# Общий раздел > Чувства > Он и Она >  Как добиться любимой женщины?

## Irina

*Никогда нельзя знать наверняка о вкусах партнерши заранее. Бывает, что и в ней найдется «ложка дегтя», которая всё портит. Поэтому, если уж случилось так, что ты не во вкусе возможной партнерши, то забудь её в любом случае. И точно так же стоит сделать, если она хоть в чём-то тебя не устраивает.

А теперь расслабься и вообрази, как славно всё у тебя будет получаться с женщинами, если ты будешь куролесить повсюду, имея ниже перечисленные установки в своей умной голове:*

1. Всегда держать себя в руках, иначе крышка. Думай, что делаешь.
2. Будь не таким, как все. Выделяйся, поражай воображение, имей какое-то особое качество.
3. Изучи все её сильные и слабые стороны, чтобы уметь на них играть.
4. Научись видеть себя и её – её глазами.
5. Умей льстить, умей вызывать жалость.
6. Пока она не стала полностью твоей, ни в коем случае не давай ей почувствовать всей силы своей любви: она должна быть постоянно не уверена в том, что ты не уйдешь в любой момент.
7. Поставь себя существом высшего порядка.
8. Берегись чувства принуждения, зависимости, обязанности по отношению к себе. Человеку свойственно стремиться к свободе – в данном случае это свобода выбора, свобода распоряжаться собой. А потому она может стремиться избавиться от тебя, даже если ты «лучший из всех» и очень нравишься ей.
9. Умей создать ситуацию и обстановку.
10. Умей ждать случай – и пользоваться им.
11. Никогда ничего не проси – должна захотеть сама.
12. Делай меньше подарков – не надо обязывать её ничем.
13. Никогда не отказывайся ни от чего, что она хочет сделать для тебя. Любят тех, для кого что-то делают, а не наоборот. Она должна реализовать в себе свои собственные хорошие стороны – и привязаться к тебе поэтому.
14. Помни: основной рычаг – самолюбие, основное средство – боль, основной приём – контрасты в обращении.
15. Умей сказать «нет» и уйти. Этим никогда ничего сразу не кончается. Откажись от малого сейчас, чтобы получить всё позднее.
16. Старайся не придумывать и не лгать, но никогда не открывай лжи – это может иметь самые скорбные последствия.
17. Добейся всего – но не смей травмировать её душу. Пользуйся любыми средствами! Игнорируй сопротивление!
18. Обрети культуру секса – как хочешь. Иначе окажется мерзость вместо обещанного блаженства.
19. Давай поводы для ревности, но чтобы они не подтвердились.
20. Умей показать ей своё презрение.
21. Не торопи события.
22. Разумеется, выжми всё из внешности, одежды, речи.
23. Перечитывай постоянно: Стендаль: «Красное и черное», «О любви»; Лермонтов: «Герой нашего времени»; Пруст: «Любовь Свана»; Гамсун: «Пан»…

----------

ЗАДАНИЯ К ОТРЫВКУ.
a – Определите, соответствуют ли отрывку утверждения (i)–(iii). Для каждого ответьте «да» или «нет» и приведите точную цитату, которая это подтверждает.
(i) В отрывке советуют делать больше подарков.
(ii) В отрывке советуют не торопить события.
(iii) Среди книг, которые предлагается постоянно перечитывать, названа «Любовь Свана» Пруста.
b – Ответьте на вопросы по отрывку.
(i) Что, согласно первому абзацу, никогда нельзя знать наверняка заранее?
(ii) Какое произведение Лермонтова включено в список для перечитывания?
(iii) К чему, по словам отрывка, человеку свойственно стремиться?

ИСХОДНЫЙ МАТЕРИАЛ.
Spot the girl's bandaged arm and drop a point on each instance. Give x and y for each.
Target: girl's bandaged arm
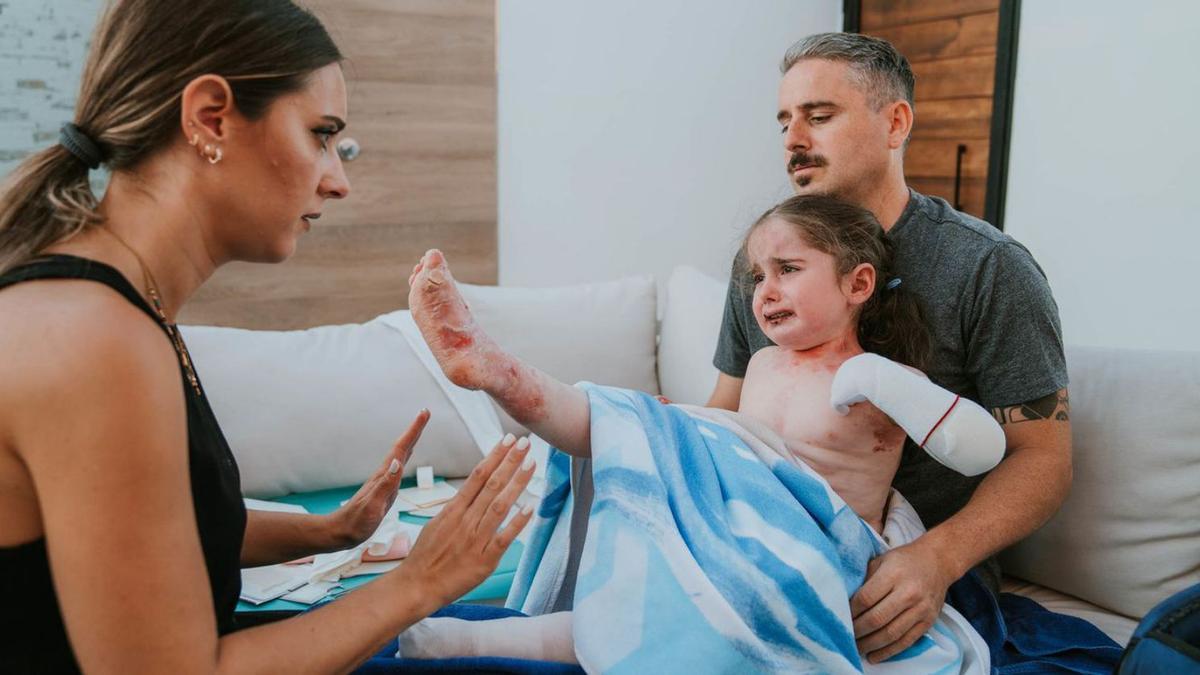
(955, 431)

ОТВЕТЫ К ЗАДАНИЯМ.
a –
(i) Нет: «Делай меньше подарков – не надо обязывать её ничем».
(ii) Да: «Не торопи события».
(iii) Да: «Пруст: «Любовь Свана»».

b –
(i) Вкусы партнерши.
(ii) «Герой нашего времени».
(iii) К свободе, то есть к свободе выбора и свободе распоряжаться собой.